• Work to be completed:
Please transcribe the following records in full, exactly as given.

(Data extracted from a collection)
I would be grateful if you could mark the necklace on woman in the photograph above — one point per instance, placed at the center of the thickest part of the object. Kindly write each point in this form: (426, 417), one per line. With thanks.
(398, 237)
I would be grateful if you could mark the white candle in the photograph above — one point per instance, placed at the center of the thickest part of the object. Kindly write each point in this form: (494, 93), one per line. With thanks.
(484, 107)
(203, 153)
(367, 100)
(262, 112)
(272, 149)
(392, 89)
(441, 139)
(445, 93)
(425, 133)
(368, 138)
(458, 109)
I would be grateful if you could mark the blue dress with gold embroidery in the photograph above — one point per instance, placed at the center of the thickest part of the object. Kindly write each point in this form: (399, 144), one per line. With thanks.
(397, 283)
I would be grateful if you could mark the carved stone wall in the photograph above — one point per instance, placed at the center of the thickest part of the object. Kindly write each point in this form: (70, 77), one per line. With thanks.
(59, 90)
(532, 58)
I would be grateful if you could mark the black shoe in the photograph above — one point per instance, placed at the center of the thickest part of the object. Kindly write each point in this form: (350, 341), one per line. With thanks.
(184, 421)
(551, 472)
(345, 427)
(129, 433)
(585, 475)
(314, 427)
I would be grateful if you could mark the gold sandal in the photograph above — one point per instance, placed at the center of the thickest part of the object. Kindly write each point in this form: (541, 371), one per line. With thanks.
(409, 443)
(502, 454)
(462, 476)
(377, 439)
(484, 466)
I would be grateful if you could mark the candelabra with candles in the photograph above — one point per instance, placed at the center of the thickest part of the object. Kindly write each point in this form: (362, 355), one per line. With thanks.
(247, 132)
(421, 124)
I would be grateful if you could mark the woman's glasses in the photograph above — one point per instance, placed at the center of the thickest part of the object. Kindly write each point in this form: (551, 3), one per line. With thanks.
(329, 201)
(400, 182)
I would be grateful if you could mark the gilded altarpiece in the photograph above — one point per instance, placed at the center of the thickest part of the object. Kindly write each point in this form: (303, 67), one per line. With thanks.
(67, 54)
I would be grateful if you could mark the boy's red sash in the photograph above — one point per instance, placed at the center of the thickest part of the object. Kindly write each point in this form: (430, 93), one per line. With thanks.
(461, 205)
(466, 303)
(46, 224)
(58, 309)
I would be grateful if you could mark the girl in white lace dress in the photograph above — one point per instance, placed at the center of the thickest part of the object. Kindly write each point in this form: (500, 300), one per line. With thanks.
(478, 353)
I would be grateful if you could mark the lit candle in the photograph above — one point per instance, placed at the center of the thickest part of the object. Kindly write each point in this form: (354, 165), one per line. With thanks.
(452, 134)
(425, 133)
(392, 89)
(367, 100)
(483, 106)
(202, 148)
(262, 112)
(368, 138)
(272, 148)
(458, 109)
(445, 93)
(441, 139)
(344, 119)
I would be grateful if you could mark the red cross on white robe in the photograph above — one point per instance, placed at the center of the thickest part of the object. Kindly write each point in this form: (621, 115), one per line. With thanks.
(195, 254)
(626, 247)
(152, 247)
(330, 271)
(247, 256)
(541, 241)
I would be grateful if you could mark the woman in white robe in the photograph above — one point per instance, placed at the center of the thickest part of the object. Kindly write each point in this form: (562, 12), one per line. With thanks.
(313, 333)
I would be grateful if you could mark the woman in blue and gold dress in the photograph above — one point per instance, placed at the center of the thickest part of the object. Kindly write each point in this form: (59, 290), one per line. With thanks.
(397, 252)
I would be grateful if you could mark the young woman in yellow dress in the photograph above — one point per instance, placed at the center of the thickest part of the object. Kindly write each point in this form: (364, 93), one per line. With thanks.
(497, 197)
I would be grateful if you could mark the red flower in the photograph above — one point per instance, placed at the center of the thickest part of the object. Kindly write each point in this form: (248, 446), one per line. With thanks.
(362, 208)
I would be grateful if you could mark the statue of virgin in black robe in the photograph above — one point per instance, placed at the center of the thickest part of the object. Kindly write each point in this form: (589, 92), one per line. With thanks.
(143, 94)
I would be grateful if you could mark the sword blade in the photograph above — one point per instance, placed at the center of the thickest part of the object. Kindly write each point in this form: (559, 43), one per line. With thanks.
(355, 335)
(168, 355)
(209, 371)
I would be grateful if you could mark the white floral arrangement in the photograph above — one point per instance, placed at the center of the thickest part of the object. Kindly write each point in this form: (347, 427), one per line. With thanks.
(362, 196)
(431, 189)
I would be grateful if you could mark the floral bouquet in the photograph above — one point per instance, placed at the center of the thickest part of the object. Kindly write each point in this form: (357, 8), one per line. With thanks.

• Your solution:
I would be grateful if you could mark the necklace on woman in the photograph above — one point per instance, placed at the center of the thickest part of the object. Kindly write each point in this form: (426, 417), one per line. With thanks.
(398, 237)
I would be grateful if you could mark the white candle in the photograph above — one point per instance, placed at the center of the thickest part of the object. Kindly write each point in this form: (494, 93), one per line. With thanks.
(484, 107)
(203, 153)
(367, 100)
(262, 112)
(272, 149)
(392, 89)
(441, 139)
(445, 93)
(425, 133)
(368, 138)
(458, 109)
I would be grateful if you could mark the blue dress with gold embroidery in the photograph above — one point per instance, placed at the center of the thickest part of the object. Kindly write each point in this form: (399, 144), one per line. With thanks.
(397, 283)
I would be grateful if you could mark the carved stone wall in the photograph above — one point per instance, placed at the center of the thickest part of the object. Kindly write each point in this form: (70, 77), one per line. With thanks.
(59, 90)
(532, 58)
I would be grateful if you could mark the black shoe in the photograph above — one point per instance, placed at the center of the thickest part of the object. Kindly write each point in this form: (350, 341), one per line. With thanks.
(184, 421)
(551, 472)
(345, 427)
(129, 433)
(585, 475)
(314, 427)
I would be grateful if you could mark the gold sandal in the photograph above — one point per instance, placed at the center of the thickest part of the object. Kindly write each point in this form: (541, 371), one per line. With thanks.
(409, 443)
(502, 454)
(462, 476)
(377, 439)
(484, 466)
I would be grateful if you could mark the candelabra with candles in the photograph above — one point per instance, placed at the center of the thickest part of the object. Kindly write each point in this form: (362, 355), one per line. With thanks.
(247, 132)
(421, 124)
I would be grateful if you could mark the woman's glasses in the photograph above — one point per instance, placed at the center of the thickest part of the object. Kindly write each point in this form: (551, 3), one per line. With thanks.
(329, 201)
(400, 182)
I would be grateful if you could mark the gilded altarpiece in the photograph above — one point per instance, placed at the center of the thickest part of the object. Kindly write each point in this form: (303, 67), one per line. With thanks.
(67, 54)
I would be grateful if you could mark the boy's red sash in the photograph above — one point per instance, placed at the center of the thickest part of the object. Kindly write each point in this form: (430, 93), one per line. With thanks.
(461, 205)
(466, 303)
(46, 224)
(58, 309)
I would be grateful if you could mark the girl in white lace dress in the photograph above — one point per instance, placed at the center of the thickest part of the object. Kindly write each point in this form: (500, 300), one per line. With thanks.
(478, 353)
I would be grateful if you could mark the lit candle in the photograph above — one point per instance, placed at the center of the thickest part of the object. Kindly write each point in this form: (354, 165), one per line. With thanks.
(452, 134)
(425, 133)
(392, 89)
(367, 100)
(483, 106)
(202, 148)
(262, 112)
(368, 138)
(272, 148)
(458, 109)
(445, 93)
(441, 139)
(344, 119)
I would be grateful if you could mark the red cross on white robe in the photograph above — one point per instance, placed at the center of the thickest part of the object. Kindly write each point in this form: (621, 115), one per line. With thanks.
(195, 254)
(626, 247)
(152, 247)
(330, 271)
(247, 256)
(541, 241)
I would be grateful if you could mark the woman in white robe in the photograph above — one point per instance, placed at the center of the thickest part of the object. Kindly write each point in this form: (562, 12), one per line. With thanks.
(313, 333)
I would be grateful if you could mark the woman in blue and gold dress in the photograph above — one point per instance, placed at the center of the thickest part of the object. Kindly write each point in this form: (59, 290), one per line. With thanks.
(397, 252)
I would be grateful if you could mark the young woman in yellow dress in the photograph above — one point per instance, placed at the center of the thickest part of the object. Kindly write each point in this form: (364, 93), one per line. With thanks.
(497, 197)
I would be grateful if you could mark the red flower in the photograph above — one point per instance, placed at the center of the thickest part of the object. Kindly write each point in this form: (248, 446), one per line. With thanks.
(362, 208)
I would be grateful if you could mark the statue of virgin in black robe in the photograph above — one point per instance, placed at the center of the thickest part of the object. Kindly write each point in this form: (589, 92), one per line. With thanks.
(143, 94)
I would be grateful if you could mark the sword blade in the photograph above — one point per instance, placed at the center of the thickest part of the object. Kindly write each point in this form: (559, 43), one per line. With thanks.
(355, 335)
(168, 355)
(209, 371)
I would be grateful if you could mark the white floral arrangement in the photograph above — one point per instance, placed at the center of the thickest part of the object. Kindly write each point in this form: (347, 427), one per line. With thanks.
(362, 196)
(431, 189)
I would be grateful if you could mark the floral bouquet in the photograph above — one point per instance, placed at the center of the thickest part of the object. Kindly write each point in this form: (357, 8), one per line. With thanks.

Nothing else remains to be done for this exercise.